PROVIDED TEXT:

Michael Jackson's profound difficulty sleeping has taken center stage in the controversy surrounding his death, with expert testimony at his wrongful death trial suggesting the pop singer went a full 60 days without "real" sleep.

Jackson reportedly called propofol, the powerful anesthetic that ultimately caused his 2009 death, his "milk." Charles Czeisler, M.D., Ph.D., from the Division Of Sleep Medicine at Harvard Medical School, testified at the trial against concert promoter AEG Live that the drug interrupts normal sleep cycles and deprives the body of rapid eye movement, or REM, sleep, all while making a person feel as though he or she has had a true night's sleep, CNN reports.

"It would be like eating some sort of cellulose pellets instead of dinner," Czeisler said in his testimony, according to CNN. "Your stomach would be full and you would not be hungry, but it would be zero calories and not fulfill any of your nutrition needs."

Throughout the night, the body cycles through four stages of sleep: three non-REM stages and one REM stage (for more on what happens during each stage, click here). Each complete cycle takes about 90 minutes, typically ending in REM sleep, Phillip Gehrman, Ph.D., clinical director of the Behavioral Sleep Medicine Program at the University of Pennsylvania, tells The Huffington Post. The first REM cycle is fairly short, about 10 minutes, and the cycles get longer throughout the night, up to an hour or so, according to WebMD.

During REM sleep, brain activity looks very similar to wakefulness, Gehrman explains, earning the nickname of "paradoxical sleep." "Your eyes are moving rapidly around as if you're scanning your environment," he says. This is also the dreaming portion of sleep, and the body's muscles are temporarily paralyzed to keep you from acting out those dreams. (That explains why when woken from REM sleep, people sometimes experience a condition called sleep paralysis. Another sleep condition, REM behavior disorder, can occur when that paralysis doesn't happen properly and a person does act out his or her dreams.)

While scientists don't totally understand the function of REM sleep in overall health, it's widely believed to play an important role in memory consolidation and perhaps also in the processing of emotions, Gehrman says.

Propofol, the anesthetic Jackson was taking, is a potent supressor of REM sleep, says W. Christopher Winter, M.D., medical director of the Martha Jefferson Hospital Sleep Medicine Center in Va., who did not evaluate Jackson.

REQUIREMENT 1: In the article on Michael Jackson's sleep problems, how long does each complete sleep cycle take?
REQUIREMENT 2: Continue the article on Michael Jackson's sleep problems from its last sentence.

GIVEN INFORMATION:

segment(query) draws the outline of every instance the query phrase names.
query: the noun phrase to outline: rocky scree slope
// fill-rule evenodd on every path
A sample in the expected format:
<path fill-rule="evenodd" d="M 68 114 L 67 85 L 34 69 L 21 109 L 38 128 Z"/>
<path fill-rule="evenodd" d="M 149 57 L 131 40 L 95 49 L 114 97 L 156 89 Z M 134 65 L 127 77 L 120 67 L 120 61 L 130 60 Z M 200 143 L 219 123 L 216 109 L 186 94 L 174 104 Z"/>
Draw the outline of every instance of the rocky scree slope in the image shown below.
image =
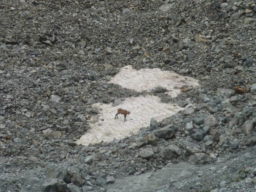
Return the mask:
<path fill-rule="evenodd" d="M 253 158 L 242 163 L 256 143 L 253 1 L 3 0 L 0 10 L 0 191 L 106 191 L 122 177 L 230 154 L 239 166 L 224 161 L 223 178 L 164 190 L 254 190 Z M 137 135 L 76 146 L 99 113 L 92 104 L 145 94 L 106 83 L 128 64 L 201 87 L 174 99 L 156 89 L 189 107 Z"/>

TASK RESPONSE 1: About 90 minutes.

TASK RESPONSE 2:
"Propofol induces unconsciousness. There's a difference between being unconscious and being asleep," he tells HuffPost. "Sleep is a whole spectrum process: REM sleep, deep sleep, hormone release. These things may not be happening when you're just unconscious."

Severe REM-sleep deprivation can likely affect mood, concentration, focus, pain tolerance and memory, Winter says. According to CNN, Czeisler testified that lab rats die after going five weeks without REM sleep:

Depriving someone of REM sleep for a long period of time makes them paranoid, anxiety-filled, depressed, unable to learn, distracted, and sloppy, Czeisler testified. They lose their balance and appetite, while their physical reflexes get 10 times slower and their emotional responses 10 times stronger, he said.

But Winter adds a note of caution: When Jackson was on the propofol, REM sleep would have been suppressed at night, but we probably don't know if he was catching any sleep during the day, perhaps nodding off without even realizing it. When the brain is severely deprived of REM sleep, it enters that stage much more quickly, a phenomenon called REM pressure, Winter says.

Both Gehrman and Winter say Jackson's case is unique; the typical patient doesn't need to worry about REM-sleep deprivation. If you think you're not dreaming, it might just be that you can't remember your dreams, not that you aren't having them, Gehrman explains.

"REM deprivation is very hard and it's not something that the average individual, even somebody who has really significant problems with their sleep, really needs to worry about," Winter says.